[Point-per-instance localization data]
■ ■ ■ ■ ■
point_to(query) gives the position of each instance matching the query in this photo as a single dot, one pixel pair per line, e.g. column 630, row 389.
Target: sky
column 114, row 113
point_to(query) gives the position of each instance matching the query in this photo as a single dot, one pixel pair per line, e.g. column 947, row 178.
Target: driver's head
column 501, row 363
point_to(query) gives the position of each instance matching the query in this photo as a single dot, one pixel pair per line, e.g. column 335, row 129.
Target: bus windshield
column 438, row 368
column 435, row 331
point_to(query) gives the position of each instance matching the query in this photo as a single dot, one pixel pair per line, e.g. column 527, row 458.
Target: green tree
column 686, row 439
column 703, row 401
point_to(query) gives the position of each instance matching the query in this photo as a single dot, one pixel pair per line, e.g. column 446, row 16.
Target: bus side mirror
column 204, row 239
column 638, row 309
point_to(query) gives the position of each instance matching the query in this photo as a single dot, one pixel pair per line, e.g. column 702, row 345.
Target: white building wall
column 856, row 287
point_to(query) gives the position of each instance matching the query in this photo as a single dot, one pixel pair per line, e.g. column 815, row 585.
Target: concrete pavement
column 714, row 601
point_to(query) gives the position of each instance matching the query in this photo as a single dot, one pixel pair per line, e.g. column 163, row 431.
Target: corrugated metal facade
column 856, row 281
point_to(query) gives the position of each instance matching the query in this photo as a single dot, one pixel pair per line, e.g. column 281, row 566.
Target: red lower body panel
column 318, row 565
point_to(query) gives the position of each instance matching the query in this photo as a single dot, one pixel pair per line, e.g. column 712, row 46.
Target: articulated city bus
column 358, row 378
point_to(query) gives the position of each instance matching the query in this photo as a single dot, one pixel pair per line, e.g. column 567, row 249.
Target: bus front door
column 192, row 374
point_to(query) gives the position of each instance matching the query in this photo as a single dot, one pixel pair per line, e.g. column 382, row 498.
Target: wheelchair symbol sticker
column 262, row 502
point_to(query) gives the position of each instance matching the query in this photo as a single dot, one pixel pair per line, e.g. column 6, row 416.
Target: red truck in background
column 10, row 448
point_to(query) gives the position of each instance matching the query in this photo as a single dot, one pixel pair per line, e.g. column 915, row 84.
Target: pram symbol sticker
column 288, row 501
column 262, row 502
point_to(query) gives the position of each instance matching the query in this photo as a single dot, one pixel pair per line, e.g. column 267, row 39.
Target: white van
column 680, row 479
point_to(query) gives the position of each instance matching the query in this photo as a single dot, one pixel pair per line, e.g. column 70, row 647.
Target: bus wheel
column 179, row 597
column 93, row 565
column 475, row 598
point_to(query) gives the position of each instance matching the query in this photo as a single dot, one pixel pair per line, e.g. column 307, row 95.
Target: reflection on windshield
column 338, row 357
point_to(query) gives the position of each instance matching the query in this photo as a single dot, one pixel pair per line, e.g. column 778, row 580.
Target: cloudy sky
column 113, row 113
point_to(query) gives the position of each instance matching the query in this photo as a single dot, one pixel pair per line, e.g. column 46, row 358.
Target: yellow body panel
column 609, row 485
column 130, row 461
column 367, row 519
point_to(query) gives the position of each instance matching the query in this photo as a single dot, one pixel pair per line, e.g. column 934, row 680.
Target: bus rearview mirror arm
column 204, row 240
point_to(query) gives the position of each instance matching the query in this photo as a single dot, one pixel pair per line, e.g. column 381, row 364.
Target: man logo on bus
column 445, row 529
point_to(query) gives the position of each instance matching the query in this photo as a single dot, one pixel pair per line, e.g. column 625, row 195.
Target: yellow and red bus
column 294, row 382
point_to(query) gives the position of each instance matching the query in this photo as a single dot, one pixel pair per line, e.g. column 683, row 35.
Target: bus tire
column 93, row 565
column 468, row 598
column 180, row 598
■ ■ ■ ■ ■
• What the task asks
An exact restatement of the data is required.

• Finished exercise
point_to(query) gives the position of each instance matching the query in this photo as a single dot, one pixel pair per line, e.g. column 630, row 389.
Target: sky
column 114, row 113
point_to(query) gives the position of each instance matching the query in this photo as a single dot, one pixel pair per line, e.g. column 947, row 178.
Target: driver's head
column 501, row 363
point_to(query) gives the position of each instance matching the query in this photo as a single dot, one pixel pair per line, e.g. column 335, row 129.
Target: bus windshield
column 438, row 368
column 435, row 331
point_to(query) gives the position of each instance matching the query in this photo as a single dot, one pixel pair per line, e.g. column 527, row 458.
Target: green tree
column 686, row 439
column 703, row 401
point_to(query) gives the position of each instance matching the query in this photo as a single dot, one pixel pair per line, e.g. column 446, row 16.
Target: bus side mirror
column 204, row 239
column 638, row 309
point_to(query) gives the position of each instance matching the query in this photo as a single dot, one pixel pair per line, e.g. column 702, row 345.
Target: white building wall
column 856, row 287
point_to(query) gives the position of each instance matching the query in this photo as a single dot, one pixel pair per line, e.g. column 815, row 585.
Target: concrete pavement
column 714, row 601
point_to(query) gives the position of each instance matching the query in this photo as a single dot, one pixel pair per line, e.g. column 163, row 431.
Target: corrugated metal facade
column 856, row 281
point_to(query) gives the position of each instance matching the query in this photo as a single dot, one pixel pair per line, e.g. column 281, row 566.
Target: red lower body panel
column 318, row 565
point_to(query) gives the position of each instance matching the query in this photo as a single dot, one pixel pair per line, e.g. column 712, row 46.
Target: articulated city bus
column 358, row 378
point_to(query) gives the position of each instance matching the query in this photo as a single dot, one pixel pair per line, e.g. column 567, row 249.
Target: bus front door
column 192, row 374
point_to(query) gives the position of each instance matching the query in this photo as a single dot, one pixel pair per line, e.g. column 382, row 498.
Target: wheelchair symbol sticker
column 262, row 502
point_to(query) gives the position of each instance matching the query in this photo as a single dot, one pixel pair per line, e.g. column 6, row 416.
Target: red truck in background
column 10, row 448
point_to(query) gives the position of each instance matching the query in this photo as a single dot, one pixel pair per line, e.g. column 915, row 84.
Target: pram symbol sticker
column 288, row 501
column 262, row 502
point_to(query) gives the position of each instance matching the query in this photo as a single dot, one pixel pair per line, e.g. column 267, row 39.
Target: white van
column 680, row 479
point_to(query) gives the position of each instance matching the query in this photo as a single dot, one pixel pair per line, e.g. column 70, row 647.
Target: bus wheel
column 179, row 597
column 93, row 565
column 475, row 598
point_to(query) gives the position of each instance matching the query in this photo as a single dot, one pixel pair per line, e.g. column 307, row 95.
Target: reflection on windshield
column 338, row 357
point_to(query) gives the position of each instance matching the query in this photo as a single dot, one pixel pair per line, e.g. column 778, row 580.
Target: cloudy sky
column 113, row 113
point_to(query) gives the position of each instance matching the query in this photo as a single dot, one pixel pair per line, e.g. column 46, row 358.
Target: yellow body panel
column 609, row 485
column 130, row 461
column 367, row 519
point_to(query) gives the position of each instance matching the query in this photo as a single dot, one pixel pair per line, e.g. column 934, row 680.
Target: bus rearview mirror arm
column 204, row 240
point_to(query) gives the position of each instance matching the query in this photo as a single dot, one pixel pair per line, e.g. column 381, row 364.
Target: man logo on bus
column 445, row 529
point_to(query) gives the position of each instance matching the query in this photo as a single dot, one pixel pair per line, e.g. column 625, row 195.
Target: yellow and red bus
column 294, row 382
point_to(query) gives the position of each instance matching the query in this photo as a single dot, one pixel pair per line, e.g. column 683, row 35.
Target: bus tire
column 93, row 565
column 468, row 598
column 180, row 598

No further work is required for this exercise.